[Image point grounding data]
--- START ---

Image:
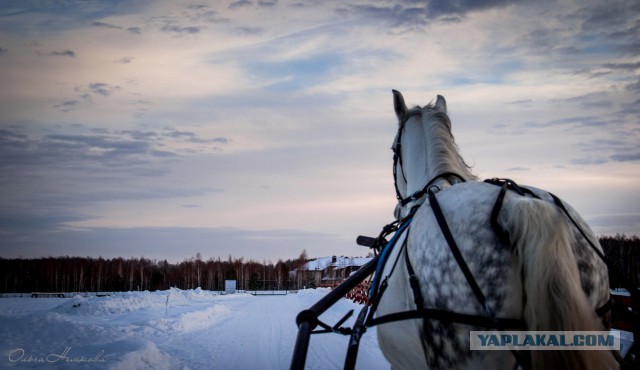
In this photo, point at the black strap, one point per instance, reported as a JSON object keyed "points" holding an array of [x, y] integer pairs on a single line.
{"points": [[420, 193], [452, 317]]}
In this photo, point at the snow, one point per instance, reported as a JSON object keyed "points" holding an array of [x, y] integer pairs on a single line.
{"points": [[174, 329], [324, 262]]}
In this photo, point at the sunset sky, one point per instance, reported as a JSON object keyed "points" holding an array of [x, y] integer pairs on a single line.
{"points": [[261, 128]]}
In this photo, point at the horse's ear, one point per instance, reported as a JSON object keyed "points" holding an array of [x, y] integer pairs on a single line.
{"points": [[441, 104], [399, 106]]}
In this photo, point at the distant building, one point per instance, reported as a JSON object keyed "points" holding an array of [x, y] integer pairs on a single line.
{"points": [[327, 271]]}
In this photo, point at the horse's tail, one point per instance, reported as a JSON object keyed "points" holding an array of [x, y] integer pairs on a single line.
{"points": [[554, 298]]}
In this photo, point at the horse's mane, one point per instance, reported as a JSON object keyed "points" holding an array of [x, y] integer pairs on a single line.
{"points": [[442, 146]]}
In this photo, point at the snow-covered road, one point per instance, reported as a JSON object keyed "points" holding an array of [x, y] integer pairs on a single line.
{"points": [[172, 329]]}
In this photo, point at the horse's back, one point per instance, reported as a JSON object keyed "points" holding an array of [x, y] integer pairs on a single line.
{"points": [[467, 208]]}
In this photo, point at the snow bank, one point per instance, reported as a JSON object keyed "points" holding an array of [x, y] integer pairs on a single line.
{"points": [[173, 329], [149, 357]]}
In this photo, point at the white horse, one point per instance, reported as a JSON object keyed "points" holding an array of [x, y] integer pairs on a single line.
{"points": [[545, 274]]}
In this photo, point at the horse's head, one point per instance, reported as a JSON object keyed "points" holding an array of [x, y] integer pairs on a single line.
{"points": [[425, 154]]}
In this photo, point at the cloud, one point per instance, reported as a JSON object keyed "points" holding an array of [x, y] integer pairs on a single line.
{"points": [[105, 25], [63, 53], [175, 244], [181, 30], [103, 89], [67, 105], [240, 4], [626, 157], [267, 3]]}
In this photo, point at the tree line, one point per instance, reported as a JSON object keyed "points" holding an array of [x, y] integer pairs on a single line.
{"points": [[87, 274]]}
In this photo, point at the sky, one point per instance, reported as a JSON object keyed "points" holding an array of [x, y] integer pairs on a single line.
{"points": [[257, 129]]}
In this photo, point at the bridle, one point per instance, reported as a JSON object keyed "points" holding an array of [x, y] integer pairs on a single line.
{"points": [[451, 177]]}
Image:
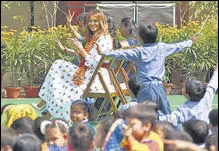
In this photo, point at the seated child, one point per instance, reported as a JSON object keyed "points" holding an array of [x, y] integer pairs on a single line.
{"points": [[81, 138], [140, 119], [81, 111], [112, 135], [198, 104], [56, 134], [213, 120], [8, 136], [102, 129], [198, 130]]}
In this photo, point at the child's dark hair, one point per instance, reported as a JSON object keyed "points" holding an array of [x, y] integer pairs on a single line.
{"points": [[197, 129], [23, 125], [148, 33], [213, 117], [211, 140], [27, 142], [106, 124], [82, 16], [134, 86], [142, 111], [128, 22], [57, 123], [176, 135], [8, 136], [195, 89], [86, 105], [6, 107], [165, 126], [36, 128], [80, 136]]}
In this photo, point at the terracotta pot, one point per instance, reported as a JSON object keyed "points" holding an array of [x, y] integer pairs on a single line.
{"points": [[168, 87], [13, 92], [31, 92]]}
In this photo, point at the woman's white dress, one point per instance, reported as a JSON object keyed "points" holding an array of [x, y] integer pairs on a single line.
{"points": [[58, 89]]}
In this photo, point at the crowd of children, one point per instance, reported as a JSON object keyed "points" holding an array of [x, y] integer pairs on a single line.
{"points": [[146, 123]]}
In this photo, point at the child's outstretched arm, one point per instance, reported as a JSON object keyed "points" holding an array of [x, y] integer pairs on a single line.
{"points": [[124, 54], [211, 89]]}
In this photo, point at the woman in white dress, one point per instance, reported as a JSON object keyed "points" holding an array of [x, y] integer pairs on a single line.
{"points": [[65, 82]]}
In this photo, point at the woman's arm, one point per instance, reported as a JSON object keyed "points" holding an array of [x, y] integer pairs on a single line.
{"points": [[64, 48], [80, 47], [69, 19]]}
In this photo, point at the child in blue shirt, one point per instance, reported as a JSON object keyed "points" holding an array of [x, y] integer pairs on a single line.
{"points": [[150, 64]]}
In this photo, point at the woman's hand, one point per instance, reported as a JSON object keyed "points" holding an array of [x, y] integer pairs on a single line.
{"points": [[60, 45], [98, 49], [64, 48], [79, 46]]}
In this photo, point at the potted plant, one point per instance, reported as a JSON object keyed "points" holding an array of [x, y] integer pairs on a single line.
{"points": [[34, 45], [11, 55]]}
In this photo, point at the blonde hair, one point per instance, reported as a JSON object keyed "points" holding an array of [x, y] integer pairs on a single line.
{"points": [[102, 22]]}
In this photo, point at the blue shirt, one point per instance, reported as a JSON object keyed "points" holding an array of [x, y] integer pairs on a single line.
{"points": [[194, 109], [149, 59]]}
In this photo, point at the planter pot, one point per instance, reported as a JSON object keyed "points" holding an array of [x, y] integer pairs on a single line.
{"points": [[13, 92], [182, 87], [168, 87], [31, 92]]}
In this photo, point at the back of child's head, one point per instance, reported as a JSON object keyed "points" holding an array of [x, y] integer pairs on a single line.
{"points": [[213, 117], [23, 125], [36, 128], [27, 142], [197, 129], [80, 137], [195, 89], [143, 111], [176, 135], [162, 128], [106, 124], [130, 24], [122, 108], [8, 136], [60, 124], [134, 86], [211, 142], [86, 107], [148, 33], [83, 17]]}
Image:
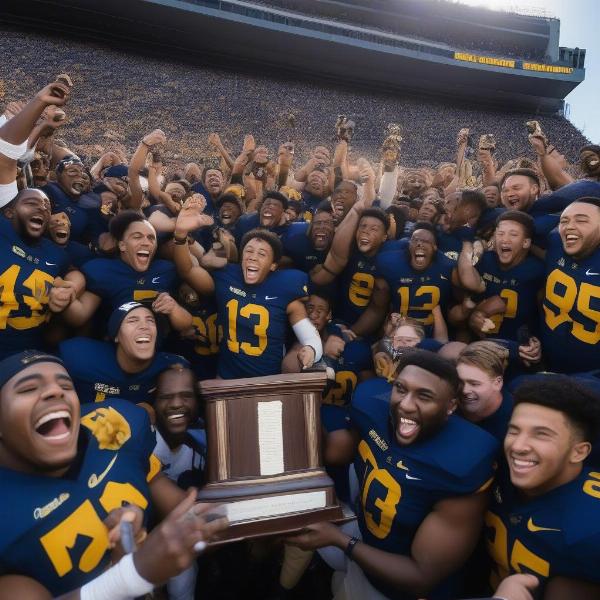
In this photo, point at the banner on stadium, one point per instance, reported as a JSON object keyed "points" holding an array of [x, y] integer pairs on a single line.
{"points": [[485, 60], [547, 68]]}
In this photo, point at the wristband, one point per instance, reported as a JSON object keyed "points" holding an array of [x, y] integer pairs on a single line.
{"points": [[180, 241], [14, 151], [7, 192], [350, 547], [120, 582]]}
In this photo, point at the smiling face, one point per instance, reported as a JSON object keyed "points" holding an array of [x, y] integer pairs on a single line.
{"points": [[318, 311], [511, 243], [137, 335], [271, 212], [420, 404], [422, 249], [138, 245], [343, 199], [213, 182], [31, 214], [542, 449], [59, 228], [321, 230], [481, 392], [39, 420], [257, 261], [519, 192], [229, 212], [370, 235], [175, 404], [579, 229], [73, 180]]}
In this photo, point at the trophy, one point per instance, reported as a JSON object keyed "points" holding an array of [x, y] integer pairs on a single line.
{"points": [[535, 130], [264, 454]]}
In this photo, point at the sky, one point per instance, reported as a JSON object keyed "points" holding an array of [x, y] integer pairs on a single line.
{"points": [[579, 27]]}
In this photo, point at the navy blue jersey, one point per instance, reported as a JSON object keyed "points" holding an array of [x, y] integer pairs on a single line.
{"points": [[309, 205], [298, 246], [27, 273], [555, 534], [78, 215], [416, 293], [203, 350], [252, 221], [97, 375], [355, 287], [254, 320], [52, 527], [518, 286], [116, 282], [400, 485], [497, 423], [571, 316]]}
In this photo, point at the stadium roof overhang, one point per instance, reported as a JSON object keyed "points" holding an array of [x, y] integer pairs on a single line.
{"points": [[204, 34]]}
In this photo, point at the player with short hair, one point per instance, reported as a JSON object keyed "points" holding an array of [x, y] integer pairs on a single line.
{"points": [[255, 302], [571, 306], [421, 497], [544, 517]]}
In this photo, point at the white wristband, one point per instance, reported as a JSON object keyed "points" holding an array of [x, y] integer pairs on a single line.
{"points": [[14, 151], [308, 335], [120, 582], [7, 192]]}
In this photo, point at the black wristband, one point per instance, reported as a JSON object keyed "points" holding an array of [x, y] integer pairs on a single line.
{"points": [[350, 547]]}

--- END ---

Write out the lines from the one containing "In this photo, point at the stadium" through the last line of the records above. Include both of those lines and nothing else.

• RESULT:
In this photo, point at the stadium roof overhang, one point per instance, reported as a JSON object keyed "points" holding an array of [x, y] integer pairs on a single line.
{"points": [[204, 34]]}
In this photo, point at the player with short hair, one point per instance, reported as a JSON object keyed "points" holding an array of [x, y] integer pairs on a single line.
{"points": [[255, 302], [571, 306], [421, 497], [544, 517]]}
In this photo, point at the white wristband, one point per instance, reported as a JSON object keyed "points" holding an array of [x, y] integer pairs on a single line.
{"points": [[14, 151], [308, 335], [120, 582], [7, 192]]}
In this photo, point at the black wristband, one point per instance, reported as a JSON object keyed "points" holding an array of [x, y] integer pairs on a single line.
{"points": [[350, 547]]}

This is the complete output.